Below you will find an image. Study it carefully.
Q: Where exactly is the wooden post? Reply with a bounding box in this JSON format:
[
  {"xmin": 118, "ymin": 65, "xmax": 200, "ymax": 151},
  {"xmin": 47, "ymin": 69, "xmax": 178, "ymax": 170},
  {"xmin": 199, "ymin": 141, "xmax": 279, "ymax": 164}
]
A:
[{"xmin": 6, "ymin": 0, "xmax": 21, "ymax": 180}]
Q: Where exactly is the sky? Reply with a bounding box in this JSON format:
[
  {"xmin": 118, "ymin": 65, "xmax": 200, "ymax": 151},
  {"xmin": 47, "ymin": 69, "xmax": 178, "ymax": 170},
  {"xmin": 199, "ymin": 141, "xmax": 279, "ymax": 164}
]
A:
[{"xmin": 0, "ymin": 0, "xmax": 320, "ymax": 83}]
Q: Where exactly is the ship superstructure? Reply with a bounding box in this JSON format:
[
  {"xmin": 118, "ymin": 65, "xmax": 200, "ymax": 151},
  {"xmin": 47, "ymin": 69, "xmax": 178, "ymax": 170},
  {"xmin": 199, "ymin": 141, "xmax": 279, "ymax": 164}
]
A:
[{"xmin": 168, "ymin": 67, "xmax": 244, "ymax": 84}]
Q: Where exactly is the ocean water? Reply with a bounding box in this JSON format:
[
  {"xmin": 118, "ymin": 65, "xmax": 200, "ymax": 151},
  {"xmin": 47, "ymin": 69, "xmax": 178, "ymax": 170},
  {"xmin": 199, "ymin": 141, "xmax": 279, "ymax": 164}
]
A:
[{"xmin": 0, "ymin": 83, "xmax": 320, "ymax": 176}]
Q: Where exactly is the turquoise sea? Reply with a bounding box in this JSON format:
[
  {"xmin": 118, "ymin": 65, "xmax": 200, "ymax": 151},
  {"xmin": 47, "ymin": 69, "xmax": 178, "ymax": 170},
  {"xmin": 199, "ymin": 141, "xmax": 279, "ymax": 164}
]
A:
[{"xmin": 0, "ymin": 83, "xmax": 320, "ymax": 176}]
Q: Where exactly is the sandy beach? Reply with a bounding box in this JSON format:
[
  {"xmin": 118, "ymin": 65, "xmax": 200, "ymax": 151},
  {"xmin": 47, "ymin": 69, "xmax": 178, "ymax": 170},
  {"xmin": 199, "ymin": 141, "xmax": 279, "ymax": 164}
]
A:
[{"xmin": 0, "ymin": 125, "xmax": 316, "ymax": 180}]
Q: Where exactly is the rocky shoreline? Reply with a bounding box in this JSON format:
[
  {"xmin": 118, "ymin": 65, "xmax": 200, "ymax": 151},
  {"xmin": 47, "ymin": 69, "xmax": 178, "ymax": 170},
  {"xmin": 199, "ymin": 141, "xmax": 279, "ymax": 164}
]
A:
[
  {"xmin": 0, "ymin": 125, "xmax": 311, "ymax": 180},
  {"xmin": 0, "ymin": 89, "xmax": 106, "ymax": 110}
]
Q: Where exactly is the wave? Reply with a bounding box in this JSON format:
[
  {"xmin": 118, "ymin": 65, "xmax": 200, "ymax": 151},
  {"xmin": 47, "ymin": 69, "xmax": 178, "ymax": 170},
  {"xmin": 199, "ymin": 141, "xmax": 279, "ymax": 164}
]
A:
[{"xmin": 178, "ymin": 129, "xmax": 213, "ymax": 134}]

--*--

__OBJECTIVE__: Pull out every line of the records above that contains the word "Reply", and list them in their original order.

__EXERCISE ANSWER__:
Q: Where exactly is the wooden post? Reply with a bounding box in this JSON format:
Q: Where exactly is the sky? Reply with a bounding box in this JSON format:
Q: Where exactly is the ship superstructure? Reply with a bounding box in this JSON format:
Q: Where exactly is the ocean water? Reply with a bounding box in this JSON format:
Q: Where exactly is the turquoise sea? Reply with a bounding box in this JSON format:
Q: Where exactly is the sandy beach? Reply with a bounding box in this JSON format:
Q: Where exactly is the rocky shoreline? Reply with a bounding box in this JSON format:
Q: Where exactly is the wave? Reply with a bounding box in this JSON format:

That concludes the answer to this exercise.